§ **Task item**: Make an exact copy of every record that follows.

Saved entries:
------------------------------------------------------------------------
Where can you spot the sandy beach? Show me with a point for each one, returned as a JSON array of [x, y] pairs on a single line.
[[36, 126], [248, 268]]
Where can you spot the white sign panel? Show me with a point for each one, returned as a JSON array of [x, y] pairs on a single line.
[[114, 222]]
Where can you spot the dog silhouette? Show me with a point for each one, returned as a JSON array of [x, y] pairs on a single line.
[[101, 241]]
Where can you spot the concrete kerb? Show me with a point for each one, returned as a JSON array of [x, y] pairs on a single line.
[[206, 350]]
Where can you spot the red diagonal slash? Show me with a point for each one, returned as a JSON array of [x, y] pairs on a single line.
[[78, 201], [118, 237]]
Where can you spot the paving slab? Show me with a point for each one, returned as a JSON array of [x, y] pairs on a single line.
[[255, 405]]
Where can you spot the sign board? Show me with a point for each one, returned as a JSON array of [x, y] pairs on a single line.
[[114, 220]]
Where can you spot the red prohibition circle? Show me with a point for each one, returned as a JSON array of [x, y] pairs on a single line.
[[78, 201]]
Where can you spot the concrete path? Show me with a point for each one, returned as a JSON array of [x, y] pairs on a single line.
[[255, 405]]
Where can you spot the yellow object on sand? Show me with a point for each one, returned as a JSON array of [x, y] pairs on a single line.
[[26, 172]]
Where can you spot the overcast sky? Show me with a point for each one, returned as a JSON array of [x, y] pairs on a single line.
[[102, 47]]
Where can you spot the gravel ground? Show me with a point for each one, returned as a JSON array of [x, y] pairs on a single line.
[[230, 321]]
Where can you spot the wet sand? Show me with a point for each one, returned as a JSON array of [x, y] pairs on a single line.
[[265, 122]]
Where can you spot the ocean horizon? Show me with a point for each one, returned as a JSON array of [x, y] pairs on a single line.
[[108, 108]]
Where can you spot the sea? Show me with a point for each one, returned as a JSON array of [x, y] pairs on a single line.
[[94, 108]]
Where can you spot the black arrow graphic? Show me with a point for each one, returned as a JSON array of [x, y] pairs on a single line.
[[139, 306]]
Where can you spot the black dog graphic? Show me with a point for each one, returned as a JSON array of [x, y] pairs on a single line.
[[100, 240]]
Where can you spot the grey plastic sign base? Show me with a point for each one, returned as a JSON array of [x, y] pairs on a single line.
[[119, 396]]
------------------------------------------------------------------------
§ **Answer space**:
Where can you spot the sandy beach? Show me with a point for each one, returned as a JSON array of [x, y] pairs on a single line.
[[36, 126], [248, 268]]
Where can you spot the white sign panel? Show me with a point for each one, returned as a JSON array of [x, y] pairs on a single line.
[[114, 222]]
Where can you spot the dog silhouette? Show me with a point for each one, returned as a JSON array of [x, y] pairs on a single line.
[[101, 241]]
Where can you spot the concrete kerb? Show me with a point for each one, returned as a JSON array of [x, y] pairs on a single line.
[[206, 350]]
Where can you spot the red diagonal slash? Show me with a point for each one, returned as a JSON array of [x, y] pairs on a single line.
[[78, 201], [118, 237]]
Where can you spot the paving slab? Show me with a point for each one, returned as a JSON array of [x, y] pairs on a single line.
[[255, 405]]
Where can you spot the sign board? Show me with a point for each one, returned as a JSON array of [x, y] pairs on a single line.
[[114, 220]]
Where can you spot the red prohibition circle? Show me with a point for each one, returned as a JSON array of [x, y] pairs on a single line.
[[78, 201]]
Where can you spot the concrete path? Show me with a point for each one, returned as a JSON array of [x, y] pairs on a single line.
[[255, 405]]
Where can you spot the yellow object on sand? Show me with a point for each one, returned as a JSON array of [x, y] pairs on a single line.
[[26, 172]]
Where can you spot the overcast sky? Show me with a point for each one, returned as a JSON array of [x, y] pairs on a single line.
[[102, 47]]
Where can you spot the gravel ground? Show me with a point for each one, returned as a JSON array of [x, y] pairs on a single line.
[[230, 321]]
Where can you spot the wet sand? Show me with a point for each one, returned as a JSON array of [x, y] pairs on a single line.
[[265, 122]]
Where can you spot the ocean horizon? Show me with a point for each one, returned as a JSON array of [x, y] pairs on a single line.
[[108, 108]]
Where can you spot the sea? Show me with a point for each one, returned as a JSON array of [x, y] pairs on a single line.
[[94, 108]]
Where can you spot the black arrow graphic? Show me with a point for each one, returned as a JSON array of [x, y] pairs on a single line.
[[139, 306]]
Where can you spot the black dog graphic? Show me with a point for each one, returned as a JSON array of [x, y] pairs on a single line.
[[100, 240]]
Where can you spot the grey plastic sign base? Show me with a point for each one, returned as a JSON array of [x, y] pairs on a single line.
[[119, 396]]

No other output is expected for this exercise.